===== Text =====

Apple is currently the world’s largest tech company, but it hasn’t always been plain sailing. Established on 1 April, 1976, Apple has moved from CEO and co-founder Steve Jobs’ garage, to offices in 317 locations around the world, plus 323 Apple Stores. The past 10 years has seen Apple redefine consumer electronics and become a household name. With Apple at the height of its success, we look back over the past 35 years to see what made it the company it is today.

2011 onwards: Future predictions

While Apple continues to innovate, speculation continues over Jobs’ health

Apple’s history is one of research, development, innovation and success. From the Macintosh with the Xerox Parc-inspired UI to the iPod, iPhone and iPad, Apple sets the bar. Net profits in 2010 hit $14,013m – in 1996 net profits were running at a $816m loss. A thousand dollars invested in the company on 18 May 1998 would have grown to be worth $20,798 a decade later, according to Sharebuilder. Recently, Concord Securities analyst Ming-Chi Kuo claimed Apple sold one million MacBook Airs in the three months to December alone. The newly introduced iPad 2 also forecasts success for the Cupertino company: Goldman Sachs is predicting shares will be valued at $450 each by 2013.

===== Source information =====

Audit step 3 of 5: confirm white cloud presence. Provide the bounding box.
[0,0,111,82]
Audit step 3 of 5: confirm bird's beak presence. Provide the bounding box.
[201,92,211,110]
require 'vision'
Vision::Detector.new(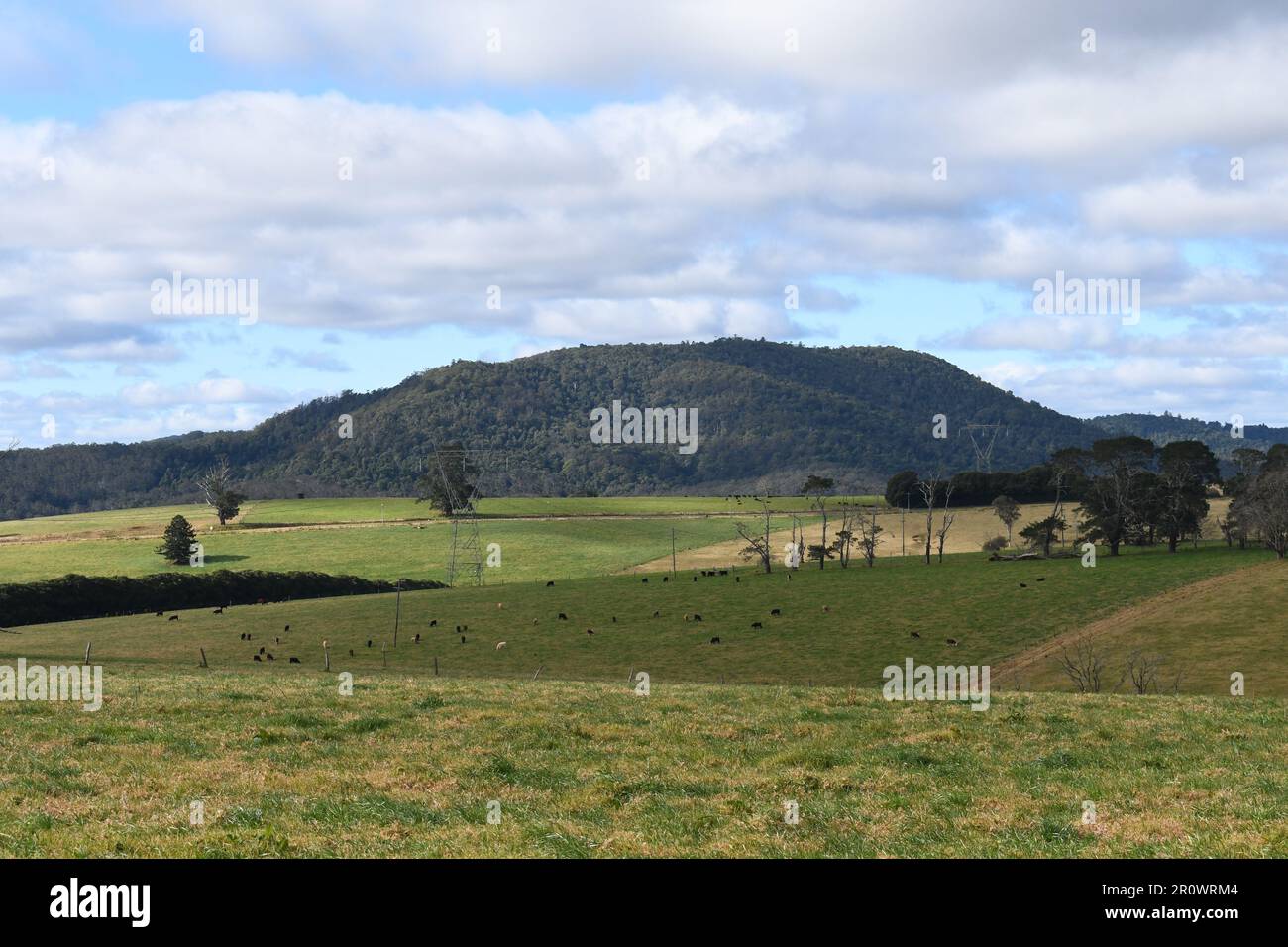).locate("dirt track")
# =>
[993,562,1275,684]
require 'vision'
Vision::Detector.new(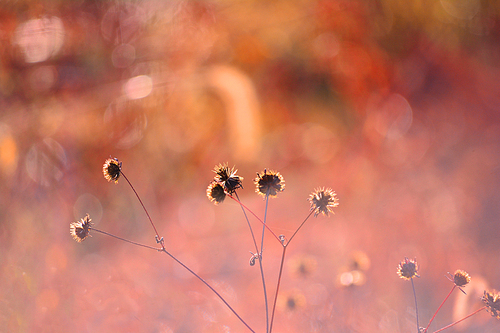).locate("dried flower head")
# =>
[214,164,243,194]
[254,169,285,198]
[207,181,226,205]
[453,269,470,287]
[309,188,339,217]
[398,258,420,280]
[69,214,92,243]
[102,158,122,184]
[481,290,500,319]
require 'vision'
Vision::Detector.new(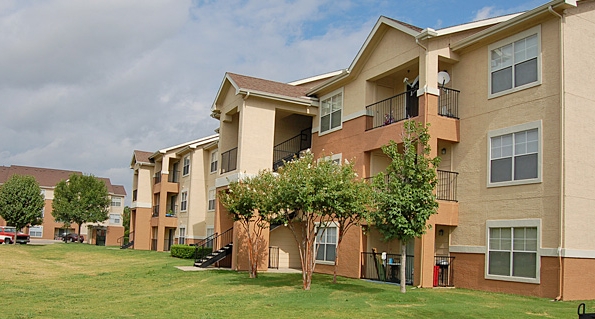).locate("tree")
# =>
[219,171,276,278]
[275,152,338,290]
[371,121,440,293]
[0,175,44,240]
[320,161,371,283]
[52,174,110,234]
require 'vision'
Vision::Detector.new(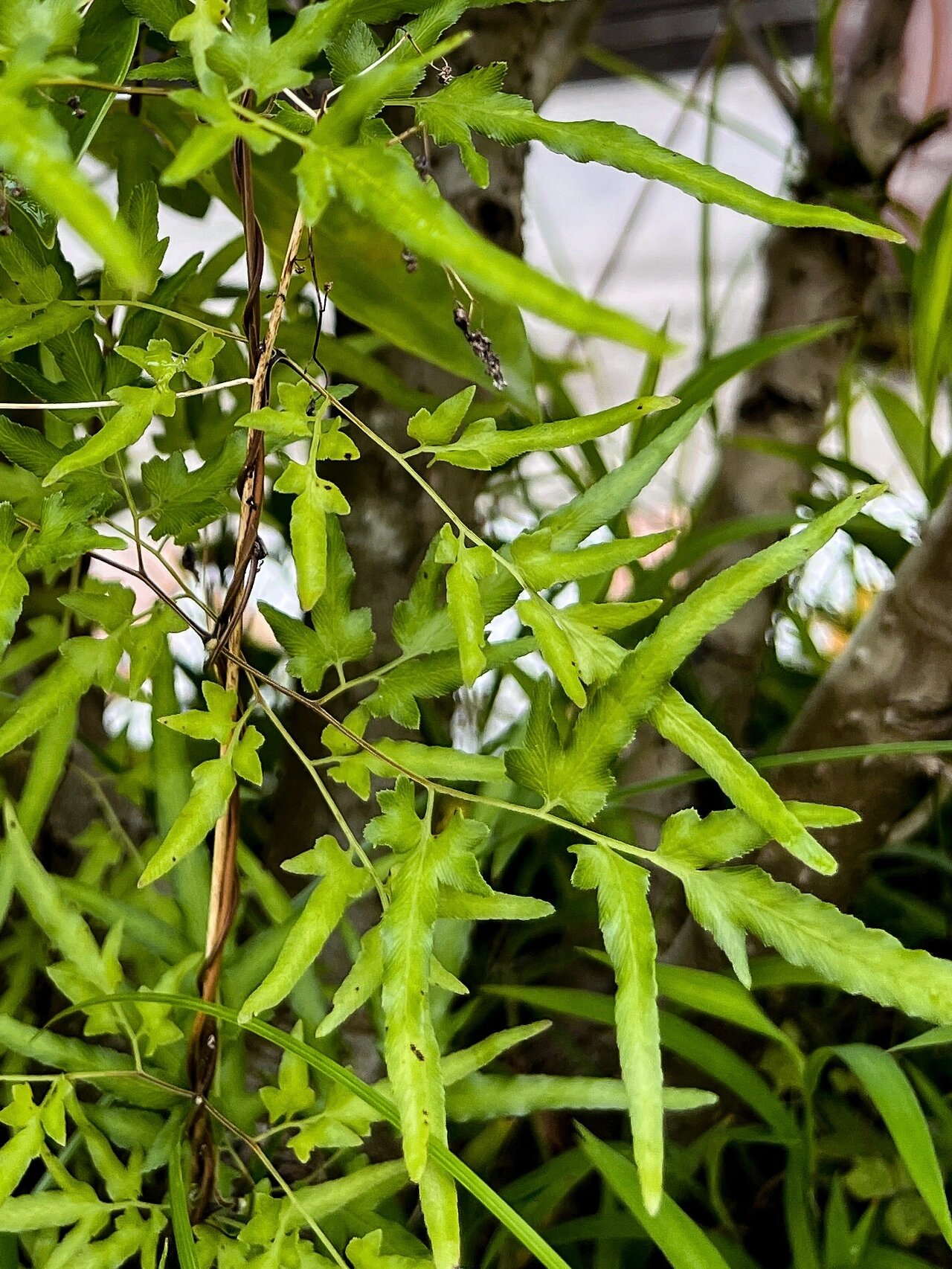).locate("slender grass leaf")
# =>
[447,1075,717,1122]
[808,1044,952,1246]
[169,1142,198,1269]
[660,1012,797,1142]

=====
===== Source information =====

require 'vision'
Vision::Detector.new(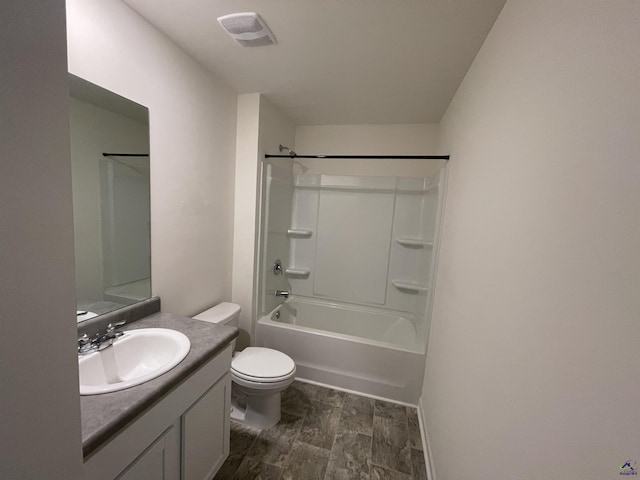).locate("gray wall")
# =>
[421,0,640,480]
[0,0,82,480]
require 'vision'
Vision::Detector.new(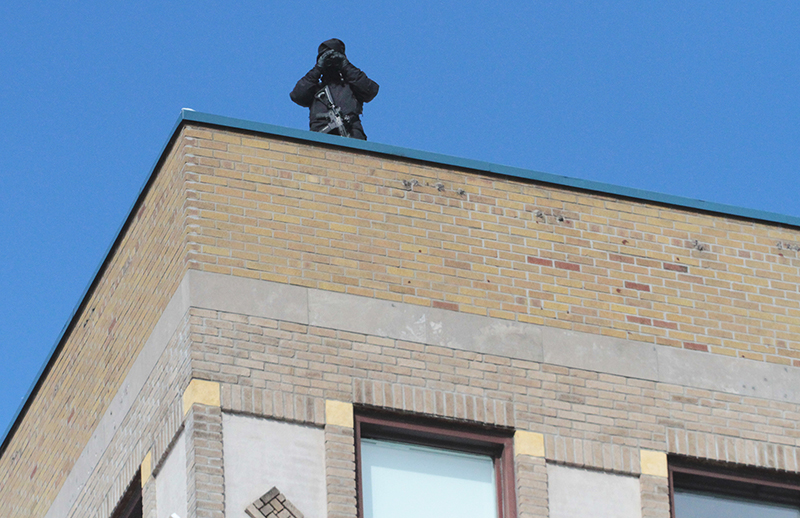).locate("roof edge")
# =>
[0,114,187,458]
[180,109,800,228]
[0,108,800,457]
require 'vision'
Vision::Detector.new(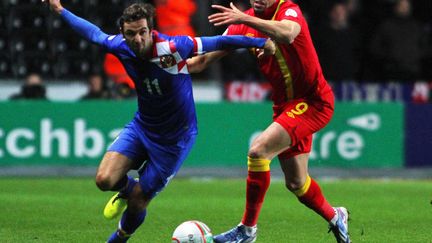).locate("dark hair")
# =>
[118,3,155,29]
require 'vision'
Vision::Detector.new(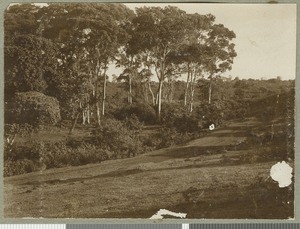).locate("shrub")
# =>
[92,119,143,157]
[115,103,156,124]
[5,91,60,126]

=====
===== Source information =====

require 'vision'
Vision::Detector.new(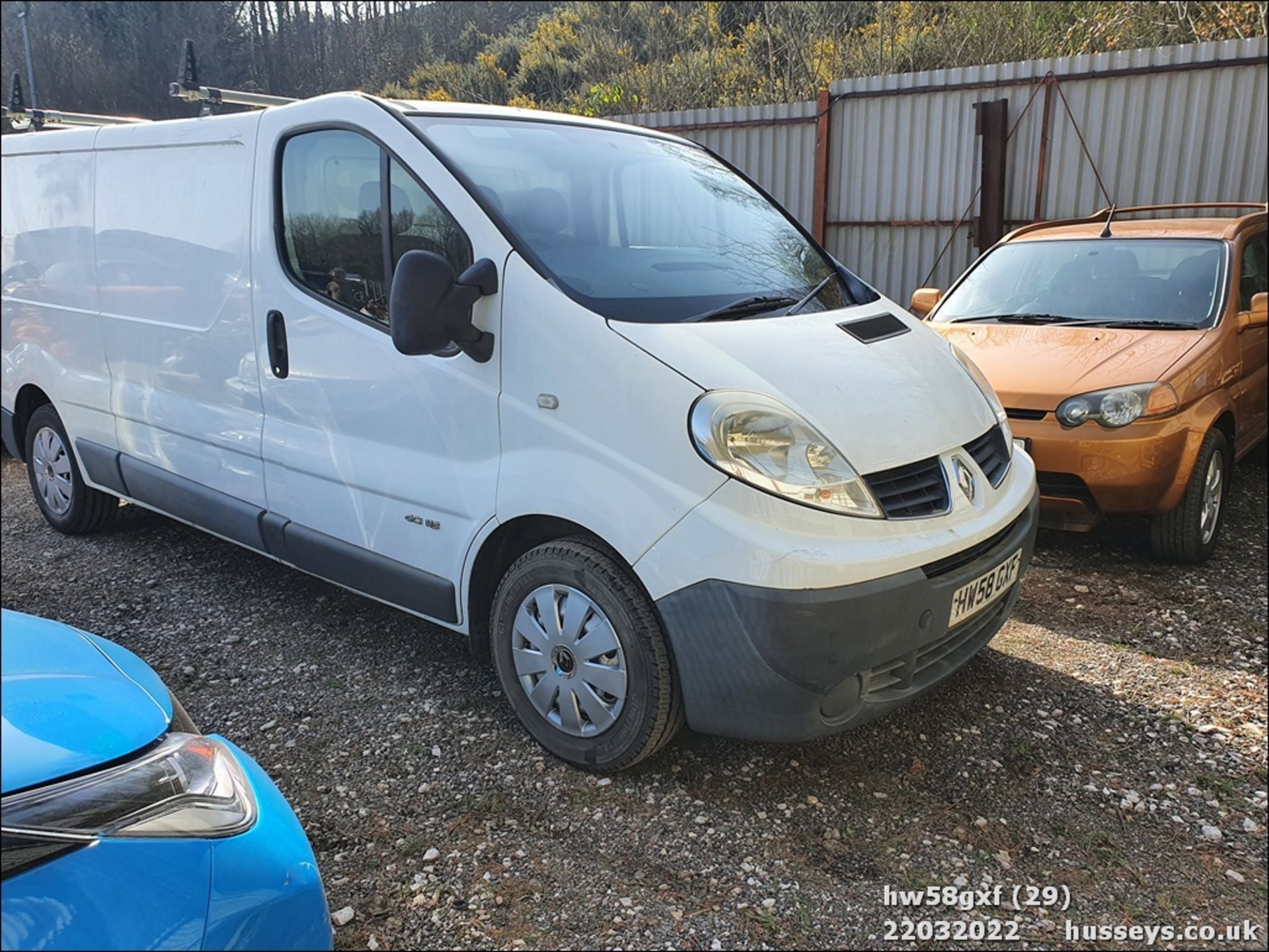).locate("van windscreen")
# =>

=====

Exercises to complete
1) List every Apple product the Apple history text names in its final paragraph.
2) According to the Apple history text, why does the newly introduced iPad 2 forecast success for the company?
3) From the Apple history text, rewrite the passage that begins at the words "While Apple continues" and ends after "each by 2013.", putting "California" in place of "Cupertino".

Answers to the exercises
1) Macintosh, iPod, iPhone, iPad, MacBook Air, iPad 2

2) The text backs that forecast with a prediction from Goldman Sachs that Apple shares will be valued at $450 each by 2013.

3)
While Apple continues to innovate, speculation continues over Jobs’ health

Apple’s history is one of research, development, innovation and success. From the Macintosh with the Xerox Parc-inspired UI to the iPod, iPhone and iPad, Apple sets the bar. Net profits in 2010 hit $14,013m – in 1996 net profits were running at a $816m loss. A thousand dollars invested in the company on 18 May 1998 would have grown to be worth $20,798 a decade later, according to Sharebuilder. Recently, Concord Securities analyst Ming-Chi Kuo claimed Apple sold one million MacBook Airs in the three months to December alone. The newly introduced iPad 2 also forecasts success for the California company: Goldman Sachs is predicting shares will be valued at $450 each by 2013.